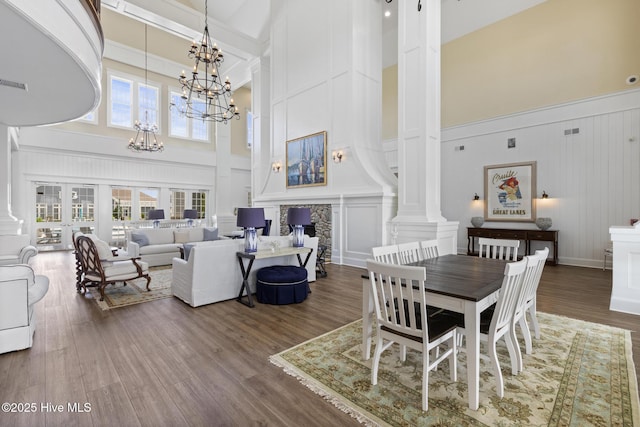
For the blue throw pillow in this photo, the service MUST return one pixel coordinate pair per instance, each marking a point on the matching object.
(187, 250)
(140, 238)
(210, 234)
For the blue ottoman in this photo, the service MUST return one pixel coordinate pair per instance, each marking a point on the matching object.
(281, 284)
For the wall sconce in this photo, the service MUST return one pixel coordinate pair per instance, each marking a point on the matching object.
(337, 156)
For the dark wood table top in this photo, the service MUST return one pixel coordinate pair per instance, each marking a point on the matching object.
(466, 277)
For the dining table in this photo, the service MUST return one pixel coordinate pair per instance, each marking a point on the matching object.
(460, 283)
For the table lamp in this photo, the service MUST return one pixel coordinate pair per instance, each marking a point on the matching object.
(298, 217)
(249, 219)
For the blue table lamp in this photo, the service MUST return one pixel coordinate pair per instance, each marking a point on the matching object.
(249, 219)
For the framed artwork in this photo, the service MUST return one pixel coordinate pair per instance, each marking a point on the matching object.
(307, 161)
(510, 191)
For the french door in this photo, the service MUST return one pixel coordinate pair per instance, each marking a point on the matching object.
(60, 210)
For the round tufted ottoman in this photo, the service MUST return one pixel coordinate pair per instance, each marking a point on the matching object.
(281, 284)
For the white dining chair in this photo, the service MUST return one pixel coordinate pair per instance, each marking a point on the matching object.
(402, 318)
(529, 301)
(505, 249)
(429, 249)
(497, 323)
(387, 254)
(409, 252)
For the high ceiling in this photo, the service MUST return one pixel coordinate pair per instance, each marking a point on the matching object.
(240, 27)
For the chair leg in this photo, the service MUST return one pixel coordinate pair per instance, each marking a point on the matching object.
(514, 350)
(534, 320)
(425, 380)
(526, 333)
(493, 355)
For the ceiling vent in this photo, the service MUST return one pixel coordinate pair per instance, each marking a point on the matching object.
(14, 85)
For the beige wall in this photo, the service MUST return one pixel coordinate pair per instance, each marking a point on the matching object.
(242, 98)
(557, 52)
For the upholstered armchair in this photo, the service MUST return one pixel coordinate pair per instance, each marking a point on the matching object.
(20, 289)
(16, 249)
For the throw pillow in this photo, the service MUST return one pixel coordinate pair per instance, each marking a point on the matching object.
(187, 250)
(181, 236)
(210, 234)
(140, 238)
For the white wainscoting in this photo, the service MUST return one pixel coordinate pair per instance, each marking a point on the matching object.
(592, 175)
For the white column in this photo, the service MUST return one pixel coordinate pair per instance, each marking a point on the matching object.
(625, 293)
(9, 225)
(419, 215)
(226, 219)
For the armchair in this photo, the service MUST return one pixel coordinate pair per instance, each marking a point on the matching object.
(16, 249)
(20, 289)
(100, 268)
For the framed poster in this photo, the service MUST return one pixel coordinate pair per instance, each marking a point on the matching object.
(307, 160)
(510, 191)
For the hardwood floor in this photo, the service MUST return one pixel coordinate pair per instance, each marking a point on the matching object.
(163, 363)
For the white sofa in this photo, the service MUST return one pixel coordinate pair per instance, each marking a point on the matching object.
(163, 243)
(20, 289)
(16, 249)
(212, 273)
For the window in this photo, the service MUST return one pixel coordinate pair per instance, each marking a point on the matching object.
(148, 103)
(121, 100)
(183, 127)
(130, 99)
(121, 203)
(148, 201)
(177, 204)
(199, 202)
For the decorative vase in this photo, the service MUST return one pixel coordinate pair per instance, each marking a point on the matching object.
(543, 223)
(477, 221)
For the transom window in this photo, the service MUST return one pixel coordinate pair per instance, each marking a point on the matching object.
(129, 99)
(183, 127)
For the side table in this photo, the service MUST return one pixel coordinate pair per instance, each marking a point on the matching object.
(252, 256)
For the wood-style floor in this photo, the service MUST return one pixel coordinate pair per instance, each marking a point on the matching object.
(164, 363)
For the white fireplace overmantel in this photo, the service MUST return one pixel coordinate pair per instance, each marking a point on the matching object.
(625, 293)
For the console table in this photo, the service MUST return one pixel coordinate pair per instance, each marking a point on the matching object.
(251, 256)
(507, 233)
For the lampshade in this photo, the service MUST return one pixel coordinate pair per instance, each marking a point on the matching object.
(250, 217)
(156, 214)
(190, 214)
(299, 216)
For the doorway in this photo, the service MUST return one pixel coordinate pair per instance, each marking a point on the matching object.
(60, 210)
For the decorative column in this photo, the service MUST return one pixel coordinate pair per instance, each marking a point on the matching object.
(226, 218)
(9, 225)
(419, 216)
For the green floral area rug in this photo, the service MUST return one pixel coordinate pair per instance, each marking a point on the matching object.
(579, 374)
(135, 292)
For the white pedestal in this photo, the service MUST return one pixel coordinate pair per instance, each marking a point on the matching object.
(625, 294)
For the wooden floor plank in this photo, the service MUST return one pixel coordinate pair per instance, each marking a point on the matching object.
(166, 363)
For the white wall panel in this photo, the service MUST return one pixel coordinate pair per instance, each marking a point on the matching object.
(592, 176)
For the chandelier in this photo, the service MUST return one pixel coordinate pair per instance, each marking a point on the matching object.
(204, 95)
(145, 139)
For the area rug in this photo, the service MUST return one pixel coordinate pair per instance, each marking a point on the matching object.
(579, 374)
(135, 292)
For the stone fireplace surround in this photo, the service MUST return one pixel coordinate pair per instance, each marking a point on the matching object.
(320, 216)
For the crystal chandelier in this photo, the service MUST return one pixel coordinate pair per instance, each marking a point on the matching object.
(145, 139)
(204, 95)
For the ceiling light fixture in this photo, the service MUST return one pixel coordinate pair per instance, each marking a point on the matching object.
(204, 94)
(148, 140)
--
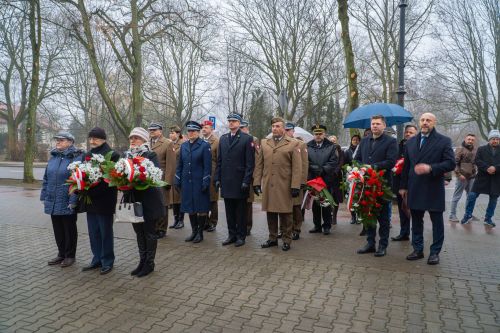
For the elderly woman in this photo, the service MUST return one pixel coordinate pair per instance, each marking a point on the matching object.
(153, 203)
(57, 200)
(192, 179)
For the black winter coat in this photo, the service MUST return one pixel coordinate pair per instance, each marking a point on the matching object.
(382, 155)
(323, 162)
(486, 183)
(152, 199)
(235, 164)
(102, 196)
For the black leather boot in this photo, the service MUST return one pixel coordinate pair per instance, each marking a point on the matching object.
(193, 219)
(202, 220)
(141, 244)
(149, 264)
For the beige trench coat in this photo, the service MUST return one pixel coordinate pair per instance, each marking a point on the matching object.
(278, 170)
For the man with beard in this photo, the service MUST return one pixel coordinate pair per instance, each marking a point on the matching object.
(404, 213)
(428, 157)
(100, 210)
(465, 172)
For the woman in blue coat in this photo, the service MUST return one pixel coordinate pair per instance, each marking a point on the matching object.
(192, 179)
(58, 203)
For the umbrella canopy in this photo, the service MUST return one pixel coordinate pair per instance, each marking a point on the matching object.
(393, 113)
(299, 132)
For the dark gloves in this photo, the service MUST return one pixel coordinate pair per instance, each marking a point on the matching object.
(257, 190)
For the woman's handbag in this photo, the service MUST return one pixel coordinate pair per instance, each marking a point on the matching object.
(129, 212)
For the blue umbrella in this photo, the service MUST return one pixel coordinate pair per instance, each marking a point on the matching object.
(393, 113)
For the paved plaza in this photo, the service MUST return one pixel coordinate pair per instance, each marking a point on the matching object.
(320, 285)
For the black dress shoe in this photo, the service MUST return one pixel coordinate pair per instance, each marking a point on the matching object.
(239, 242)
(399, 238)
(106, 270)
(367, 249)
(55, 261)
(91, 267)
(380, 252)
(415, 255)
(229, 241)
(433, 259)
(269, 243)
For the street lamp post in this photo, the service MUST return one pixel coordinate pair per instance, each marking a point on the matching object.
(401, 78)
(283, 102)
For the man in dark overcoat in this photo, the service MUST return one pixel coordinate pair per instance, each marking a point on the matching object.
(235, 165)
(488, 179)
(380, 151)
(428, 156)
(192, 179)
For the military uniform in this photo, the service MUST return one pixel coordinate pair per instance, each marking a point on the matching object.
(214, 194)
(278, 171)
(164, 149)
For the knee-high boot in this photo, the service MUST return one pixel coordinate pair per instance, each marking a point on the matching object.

What the exercise asks:
Please copy, exactly and with nothing else, the lines above beginning at the line that has "For the man in" and ending with the line that has "For the knee-high".

The completed task:
For the man in dark overcoat in this photo, the service MUST return one pixel coordinate pair per instance, each marking a point on the matching object.
(235, 165)
(488, 179)
(380, 151)
(428, 156)
(192, 179)
For the military uniform in this photo, the service MUST return one pixel coordinate pair per instance, each marking a point on the matching object.
(214, 194)
(278, 171)
(164, 149)
For the knee-high boot in this photo, the service MUST return one pixel coordinate pair per instance, each marking a point on the matching object.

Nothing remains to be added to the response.